[DATA SECTION]
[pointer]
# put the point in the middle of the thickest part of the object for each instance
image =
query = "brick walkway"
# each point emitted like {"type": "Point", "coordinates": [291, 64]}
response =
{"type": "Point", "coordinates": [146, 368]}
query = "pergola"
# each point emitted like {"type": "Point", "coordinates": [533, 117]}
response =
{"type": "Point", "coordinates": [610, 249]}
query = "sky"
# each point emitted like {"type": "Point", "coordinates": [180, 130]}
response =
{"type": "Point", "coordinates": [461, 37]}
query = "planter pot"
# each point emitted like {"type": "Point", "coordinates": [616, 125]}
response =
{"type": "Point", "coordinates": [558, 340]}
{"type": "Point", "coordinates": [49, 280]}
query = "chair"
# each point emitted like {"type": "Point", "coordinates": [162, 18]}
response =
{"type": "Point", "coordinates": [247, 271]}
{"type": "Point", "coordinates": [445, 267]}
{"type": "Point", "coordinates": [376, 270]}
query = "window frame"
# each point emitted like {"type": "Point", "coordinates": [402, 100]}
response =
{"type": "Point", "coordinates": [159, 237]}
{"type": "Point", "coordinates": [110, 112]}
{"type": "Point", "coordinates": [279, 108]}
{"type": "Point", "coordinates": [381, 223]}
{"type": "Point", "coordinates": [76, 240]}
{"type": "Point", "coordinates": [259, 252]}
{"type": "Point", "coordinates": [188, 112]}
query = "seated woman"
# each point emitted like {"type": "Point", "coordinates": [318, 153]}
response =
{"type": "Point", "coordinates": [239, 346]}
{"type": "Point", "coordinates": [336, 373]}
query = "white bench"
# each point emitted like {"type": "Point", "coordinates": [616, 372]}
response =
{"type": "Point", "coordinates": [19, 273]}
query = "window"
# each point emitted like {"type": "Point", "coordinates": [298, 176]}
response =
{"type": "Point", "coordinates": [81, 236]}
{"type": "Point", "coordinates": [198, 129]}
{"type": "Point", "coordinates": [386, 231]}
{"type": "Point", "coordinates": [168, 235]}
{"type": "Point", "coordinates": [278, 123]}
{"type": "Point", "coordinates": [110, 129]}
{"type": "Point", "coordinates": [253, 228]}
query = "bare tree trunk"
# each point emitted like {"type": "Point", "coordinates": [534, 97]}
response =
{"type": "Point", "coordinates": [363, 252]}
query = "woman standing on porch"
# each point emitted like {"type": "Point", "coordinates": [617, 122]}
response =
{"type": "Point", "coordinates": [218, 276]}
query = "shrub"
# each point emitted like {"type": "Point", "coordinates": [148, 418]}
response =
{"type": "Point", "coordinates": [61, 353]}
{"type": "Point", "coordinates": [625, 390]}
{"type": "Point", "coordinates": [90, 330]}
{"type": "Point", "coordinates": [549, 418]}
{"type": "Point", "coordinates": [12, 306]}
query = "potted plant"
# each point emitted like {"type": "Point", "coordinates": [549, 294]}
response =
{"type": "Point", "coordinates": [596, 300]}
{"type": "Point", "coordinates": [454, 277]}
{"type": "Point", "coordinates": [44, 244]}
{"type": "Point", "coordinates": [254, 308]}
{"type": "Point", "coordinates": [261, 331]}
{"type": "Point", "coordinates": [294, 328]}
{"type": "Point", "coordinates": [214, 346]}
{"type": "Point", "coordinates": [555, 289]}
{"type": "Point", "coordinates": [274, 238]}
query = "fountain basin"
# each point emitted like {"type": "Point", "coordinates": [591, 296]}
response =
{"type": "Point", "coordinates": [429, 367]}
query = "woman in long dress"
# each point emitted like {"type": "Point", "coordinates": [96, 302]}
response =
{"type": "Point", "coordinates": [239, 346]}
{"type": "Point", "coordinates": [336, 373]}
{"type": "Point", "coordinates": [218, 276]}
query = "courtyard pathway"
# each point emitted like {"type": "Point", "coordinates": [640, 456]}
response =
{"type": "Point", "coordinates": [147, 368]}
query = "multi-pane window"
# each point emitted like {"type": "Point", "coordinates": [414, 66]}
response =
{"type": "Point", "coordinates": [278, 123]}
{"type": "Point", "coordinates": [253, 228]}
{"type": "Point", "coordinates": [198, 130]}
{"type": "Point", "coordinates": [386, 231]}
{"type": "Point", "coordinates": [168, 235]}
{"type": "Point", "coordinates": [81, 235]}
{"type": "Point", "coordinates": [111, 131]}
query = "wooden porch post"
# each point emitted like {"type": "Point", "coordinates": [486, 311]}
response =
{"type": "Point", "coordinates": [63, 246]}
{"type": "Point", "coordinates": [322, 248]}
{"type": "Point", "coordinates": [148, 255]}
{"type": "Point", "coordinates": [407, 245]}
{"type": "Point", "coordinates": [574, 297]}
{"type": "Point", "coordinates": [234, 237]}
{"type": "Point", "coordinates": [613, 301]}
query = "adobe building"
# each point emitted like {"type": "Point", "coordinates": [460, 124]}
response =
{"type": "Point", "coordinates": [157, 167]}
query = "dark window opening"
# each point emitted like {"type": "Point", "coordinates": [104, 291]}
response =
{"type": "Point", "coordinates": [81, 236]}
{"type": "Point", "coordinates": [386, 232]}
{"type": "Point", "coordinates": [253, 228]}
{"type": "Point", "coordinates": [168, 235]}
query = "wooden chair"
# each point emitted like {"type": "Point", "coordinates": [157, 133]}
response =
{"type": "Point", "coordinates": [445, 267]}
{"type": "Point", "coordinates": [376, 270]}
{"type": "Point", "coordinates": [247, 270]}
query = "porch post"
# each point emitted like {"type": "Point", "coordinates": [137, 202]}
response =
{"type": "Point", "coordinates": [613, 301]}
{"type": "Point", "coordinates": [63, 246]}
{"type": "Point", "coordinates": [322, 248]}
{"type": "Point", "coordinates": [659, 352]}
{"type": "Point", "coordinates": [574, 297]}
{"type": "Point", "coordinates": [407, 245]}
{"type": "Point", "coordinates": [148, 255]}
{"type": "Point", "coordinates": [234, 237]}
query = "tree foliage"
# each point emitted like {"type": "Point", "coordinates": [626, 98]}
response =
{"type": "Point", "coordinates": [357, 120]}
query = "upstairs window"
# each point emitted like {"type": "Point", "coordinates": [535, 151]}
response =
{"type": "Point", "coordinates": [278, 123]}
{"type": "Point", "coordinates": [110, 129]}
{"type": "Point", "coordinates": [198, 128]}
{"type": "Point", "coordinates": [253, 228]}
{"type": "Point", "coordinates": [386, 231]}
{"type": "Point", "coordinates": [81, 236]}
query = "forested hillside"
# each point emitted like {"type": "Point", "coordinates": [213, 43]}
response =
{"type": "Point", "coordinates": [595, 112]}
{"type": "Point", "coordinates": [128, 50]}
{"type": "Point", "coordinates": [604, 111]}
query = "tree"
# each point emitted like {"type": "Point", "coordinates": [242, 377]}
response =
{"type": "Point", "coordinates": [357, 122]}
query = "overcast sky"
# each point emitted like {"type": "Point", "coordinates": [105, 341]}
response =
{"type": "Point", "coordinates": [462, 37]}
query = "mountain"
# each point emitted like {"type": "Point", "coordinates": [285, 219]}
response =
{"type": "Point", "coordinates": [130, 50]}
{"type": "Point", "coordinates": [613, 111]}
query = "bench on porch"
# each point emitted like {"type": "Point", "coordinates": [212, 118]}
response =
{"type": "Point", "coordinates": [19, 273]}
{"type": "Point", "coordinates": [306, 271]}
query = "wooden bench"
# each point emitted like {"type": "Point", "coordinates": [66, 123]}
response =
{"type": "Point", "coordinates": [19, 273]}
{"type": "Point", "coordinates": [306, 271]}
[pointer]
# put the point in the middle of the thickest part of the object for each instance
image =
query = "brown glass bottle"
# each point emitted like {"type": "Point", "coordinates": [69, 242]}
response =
[/DATA SECTION]
**WHAT YOU WILL DO:** Without omitting any record, transcribe the data exactly.

**SOLUTION TO THE PROBLEM:**
[pointer]
# put the point in the middle of the thickest part of the object for each instance
image =
query = "brick walkway"
# each point emitted like {"type": "Point", "coordinates": [291, 64]}
response =
{"type": "Point", "coordinates": [146, 368]}
query = "pergola"
# each point emitted like {"type": "Point", "coordinates": [533, 117]}
response =
{"type": "Point", "coordinates": [610, 249]}
query = "sky"
# each point emitted like {"type": "Point", "coordinates": [180, 130]}
response =
{"type": "Point", "coordinates": [461, 37]}
query = "planter pot"
# each point emitted like {"type": "Point", "coordinates": [616, 125]}
response =
{"type": "Point", "coordinates": [558, 340]}
{"type": "Point", "coordinates": [49, 280]}
query = "chair"
# each point emitted like {"type": "Point", "coordinates": [162, 18]}
response =
{"type": "Point", "coordinates": [247, 271]}
{"type": "Point", "coordinates": [445, 267]}
{"type": "Point", "coordinates": [376, 270]}
query = "window frame"
# each point emitted like {"type": "Point", "coordinates": [402, 100]}
response =
{"type": "Point", "coordinates": [159, 237]}
{"type": "Point", "coordinates": [110, 112]}
{"type": "Point", "coordinates": [279, 108]}
{"type": "Point", "coordinates": [381, 223]}
{"type": "Point", "coordinates": [76, 240]}
{"type": "Point", "coordinates": [259, 252]}
{"type": "Point", "coordinates": [188, 112]}
query = "seated woman"
# each point emitted like {"type": "Point", "coordinates": [318, 153]}
response =
{"type": "Point", "coordinates": [239, 346]}
{"type": "Point", "coordinates": [336, 373]}
query = "white bench"
# each point emitted like {"type": "Point", "coordinates": [616, 372]}
response =
{"type": "Point", "coordinates": [19, 273]}
query = "window"
# each point emitted like {"type": "Point", "coordinates": [298, 176]}
response =
{"type": "Point", "coordinates": [81, 236]}
{"type": "Point", "coordinates": [198, 129]}
{"type": "Point", "coordinates": [386, 231]}
{"type": "Point", "coordinates": [168, 235]}
{"type": "Point", "coordinates": [278, 123]}
{"type": "Point", "coordinates": [110, 129]}
{"type": "Point", "coordinates": [253, 228]}
query = "bare tree trunk"
# each point emitted like {"type": "Point", "coordinates": [534, 97]}
response =
{"type": "Point", "coordinates": [363, 252]}
query = "woman standing on porch"
# each point emitted like {"type": "Point", "coordinates": [617, 122]}
response =
{"type": "Point", "coordinates": [218, 276]}
query = "shrub"
# each point emitted like {"type": "Point", "coordinates": [148, 418]}
response =
{"type": "Point", "coordinates": [61, 353]}
{"type": "Point", "coordinates": [625, 390]}
{"type": "Point", "coordinates": [90, 330]}
{"type": "Point", "coordinates": [549, 418]}
{"type": "Point", "coordinates": [12, 306]}
query = "potted plant"
# each point emitted like {"type": "Point", "coordinates": [549, 294]}
response =
{"type": "Point", "coordinates": [596, 300]}
{"type": "Point", "coordinates": [454, 277]}
{"type": "Point", "coordinates": [44, 244]}
{"type": "Point", "coordinates": [254, 308]}
{"type": "Point", "coordinates": [261, 331]}
{"type": "Point", "coordinates": [294, 328]}
{"type": "Point", "coordinates": [214, 346]}
{"type": "Point", "coordinates": [555, 289]}
{"type": "Point", "coordinates": [274, 238]}
query = "fountain basin"
# each point emitted like {"type": "Point", "coordinates": [591, 296]}
response =
{"type": "Point", "coordinates": [429, 367]}
query = "woman in long dress"
# each point emitted like {"type": "Point", "coordinates": [96, 302]}
response =
{"type": "Point", "coordinates": [239, 346]}
{"type": "Point", "coordinates": [336, 373]}
{"type": "Point", "coordinates": [218, 276]}
query = "courtyard pathway"
# each point emitted like {"type": "Point", "coordinates": [640, 456]}
response =
{"type": "Point", "coordinates": [147, 368]}
query = "multi-pane window"
# each point emitted like {"type": "Point", "coordinates": [414, 66]}
response =
{"type": "Point", "coordinates": [278, 123]}
{"type": "Point", "coordinates": [253, 228]}
{"type": "Point", "coordinates": [198, 130]}
{"type": "Point", "coordinates": [386, 231]}
{"type": "Point", "coordinates": [168, 235]}
{"type": "Point", "coordinates": [81, 235]}
{"type": "Point", "coordinates": [111, 131]}
query = "wooden porch post"
# each point emitted like {"type": "Point", "coordinates": [486, 311]}
response =
{"type": "Point", "coordinates": [63, 246]}
{"type": "Point", "coordinates": [322, 248]}
{"type": "Point", "coordinates": [148, 255]}
{"type": "Point", "coordinates": [407, 245]}
{"type": "Point", "coordinates": [574, 297]}
{"type": "Point", "coordinates": [234, 237]}
{"type": "Point", "coordinates": [613, 301]}
query = "adobe building"
# each point emitted like {"type": "Point", "coordinates": [460, 124]}
response =
{"type": "Point", "coordinates": [157, 167]}
query = "dark window opening"
# each point emitted like {"type": "Point", "coordinates": [104, 291]}
response =
{"type": "Point", "coordinates": [81, 236]}
{"type": "Point", "coordinates": [386, 232]}
{"type": "Point", "coordinates": [253, 228]}
{"type": "Point", "coordinates": [168, 235]}
query = "wooden chair"
# each point emitted like {"type": "Point", "coordinates": [157, 133]}
response =
{"type": "Point", "coordinates": [445, 267]}
{"type": "Point", "coordinates": [376, 270]}
{"type": "Point", "coordinates": [247, 270]}
query = "porch post"
# each point emitted like {"type": "Point", "coordinates": [137, 202]}
response =
{"type": "Point", "coordinates": [613, 301]}
{"type": "Point", "coordinates": [63, 246]}
{"type": "Point", "coordinates": [322, 248]}
{"type": "Point", "coordinates": [659, 352]}
{"type": "Point", "coordinates": [574, 297]}
{"type": "Point", "coordinates": [407, 245]}
{"type": "Point", "coordinates": [148, 255]}
{"type": "Point", "coordinates": [234, 237]}
query = "tree foliage"
# each point emitted like {"type": "Point", "coordinates": [626, 98]}
response =
{"type": "Point", "coordinates": [357, 120]}
query = "upstairs window"
# each point emitted like {"type": "Point", "coordinates": [535, 151]}
response =
{"type": "Point", "coordinates": [278, 123]}
{"type": "Point", "coordinates": [110, 129]}
{"type": "Point", "coordinates": [198, 128]}
{"type": "Point", "coordinates": [253, 228]}
{"type": "Point", "coordinates": [386, 231]}
{"type": "Point", "coordinates": [81, 236]}
query = "forested hillside"
# each point emitted like {"type": "Point", "coordinates": [213, 43]}
response =
{"type": "Point", "coordinates": [595, 112]}
{"type": "Point", "coordinates": [128, 50]}
{"type": "Point", "coordinates": [604, 111]}
query = "tree"
# each point emitted like {"type": "Point", "coordinates": [242, 377]}
response =
{"type": "Point", "coordinates": [357, 122]}
query = "overcast sky"
# each point emitted like {"type": "Point", "coordinates": [105, 341]}
response =
{"type": "Point", "coordinates": [462, 37]}
query = "mountain"
# each point emitted like {"type": "Point", "coordinates": [285, 219]}
response =
{"type": "Point", "coordinates": [130, 50]}
{"type": "Point", "coordinates": [613, 111]}
query = "bench on porch"
# each point emitted like {"type": "Point", "coordinates": [212, 118]}
response =
{"type": "Point", "coordinates": [19, 273]}
{"type": "Point", "coordinates": [306, 271]}
query = "wooden bench"
# each point emitted like {"type": "Point", "coordinates": [66, 123]}
response =
{"type": "Point", "coordinates": [19, 273]}
{"type": "Point", "coordinates": [306, 271]}
[pointer]
# put the point in the middle of the thickest part of the object for each instance
image =
query = "brown glass bottle"
# each point emitted like {"type": "Point", "coordinates": [69, 242]}
response =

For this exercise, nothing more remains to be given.